Exercise details: Continue the podcast transcript about marketing technology and authenticity on LinkedIn, starting after its final sentence.

Extract provided:
The Pitfalls of Over-Reliance on Tech

00:18:47
Speaker
try not to be annoying. That's a new technique. I agree with you and I think part of the problem is that marketers have probably
00:18:56
Speaker
lean too heavily into technology and tools to get them to do their dirty work. Drip marketing, for example, we're all victims of trying to pound away at people's inboxes, so eventually they'll capitulate. You leave a website, you know, an offer for a newsletter or a discount. They're using technology to try to engage, but that's the wrong approach. I mean, if you really know your customers, then you'll figure out the better ways to engage with them rather than using hacks or cheats. And I think you're on the right track there. Definitely on the right track.
00:19:26
Speaker
Yeah, I agree. I think marketing has really been taken over by tech. I see this in job posts for marketers now, some of the coding skills they want. I'm like, you're asking for a marketer, right? I'm not an IT person. I'm like, am I out of touch? Have I learned something? But yeah, I think
00:19:46
Speaker
Tech should be a tool that helps amplify your message. It should not be a tool that helps you avoid having to do the work. It's not just a set and forget thing that now we can just, we'll make money. So if you use tech correctly, it's great, but if you don't, you're gonna lose out on a lot of insights and you won't even know why people aren't buying from you or why they're running from you.
00:20:15
Speaker
Many of the guests on this podcast come from relationships that I've developed on LinkedIn and you're one of them. Mike has

Authenticity on LinkedIn with Mike Burt

00:20:22
Speaker
been an active commenter on my posts and it's interesting to look at people's different approaches to LinkedIn. Some people are super serious. Some people are super engaged. I would say that your approach is a little off beat.
00:20:38
Speaker
it probably reflects your personality and it's a slightly irreverent. I mean, just looking at your, your title, for example, you describe yourself as two times former Google applicant and three time winner of the Mike Burke is awesome award for awesomeness. First, I want to congratulate you for, for your willingness to take a different approach to LinkedIn. And the second, I just want to ask you about the way that you think about LinkedIn and social media for that matter, how it,
00:21:06
Speaker
relates to this overall obsession with personal branding these days? I just want to have fun with it and not take it too seriously. It's social media. I view it the same. I know people say, you know, LinkedIn is not Facebook. It's a business version of Facebook. So like on Facebook, you always see people always, it's a highlight reel, right? So it's their personal highlight reel on Facebook. And that's what I think LinkedIn has become. It's just your business highlight reel.
00:21:36
Speaker
Very little of it feels real to me either when you know, it's famous now like for people to joke about the we hired a homeless person thing, right? You know that that went around everybody was talking and and you see how fake it can be because all of a sudden everybody all of a sudden was hiring the homeless person but
00:21:56
Speaker
that they wrote that story to engage the algorithm, right? So everybody talks about that. I just don't worry about it. If people like me, they like me. If they don't, they don't. If they want to engage, great. I just like to have fun with it and talk about the things that I like. And I'm going to be real about it. I'm not going to be fake or try to do things on purpose to engage in the algorithm. I'll test out and do some different things for sure.

Information supplied:
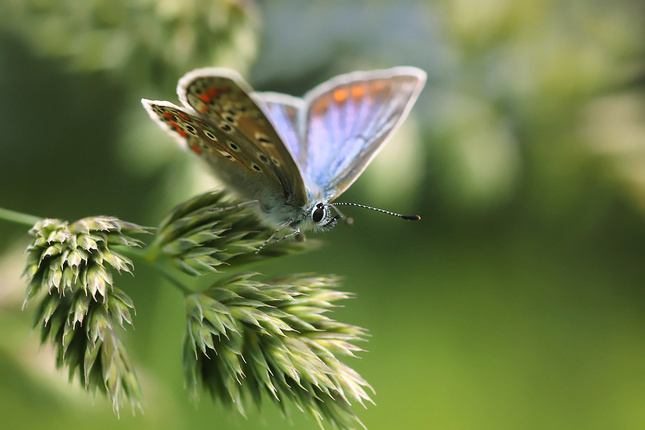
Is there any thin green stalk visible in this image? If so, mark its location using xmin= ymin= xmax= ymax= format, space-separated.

...

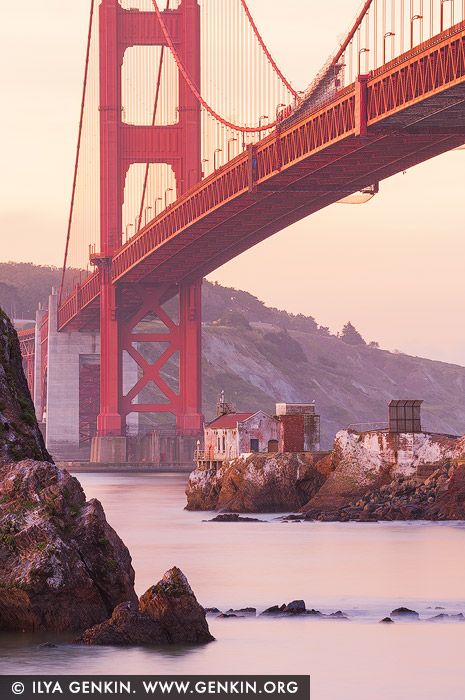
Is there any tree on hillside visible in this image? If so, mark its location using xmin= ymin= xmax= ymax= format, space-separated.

Task output:
00:22:24
Speaker
Still, I just want to remind people to have fun with it and not take it so seriously. The algorithm, whatever it is, will change next week and whatever was working for you this week that you spent all that time on, LinkedIn will change it. Now you're back to square one. Just be real from the start and don't worry about it and see what happens.
00:22:48
Speaker
Before, obviously, I'm going to probably upset some of the more ardent LinkedIn engagement folks out there. But when you think about it in the same place for social media in general, it's a game like we're playing a game with LinkedIn. You know, we play against the algorithm. We play against other people who are.
00:23:05
Speaker
Saying the thing same things we're doing competing for this spotlight like we're doing and I think that's probably Especially for independent marketers like you and I it's probably a healthy approach because you take the platform too Seriously, if you lean on it too heavily to be the place where you engage prospects where you attract business Eventually won't be fun anymore. You know, it'll be it'll be make or break do or die and if the platform stops working for you then your
00:23:34
Speaker
arguably dead in the water. So I think my advice, and I think you would probably say the same thing, is that to use it, to have fun using it. We're also pulling the different levers every day and hoping they work. And there's really not a lot we can do. So you just got to go along for the ride. That's pretty much it, right? And just make the stuff. Keep practicing at it. Make your content. You're going to get better at it. And anything that you're doing then, even if it doesn't
00:24:01
Speaker
do well for LinkedIn, you're getting better at something that'll benefit a client.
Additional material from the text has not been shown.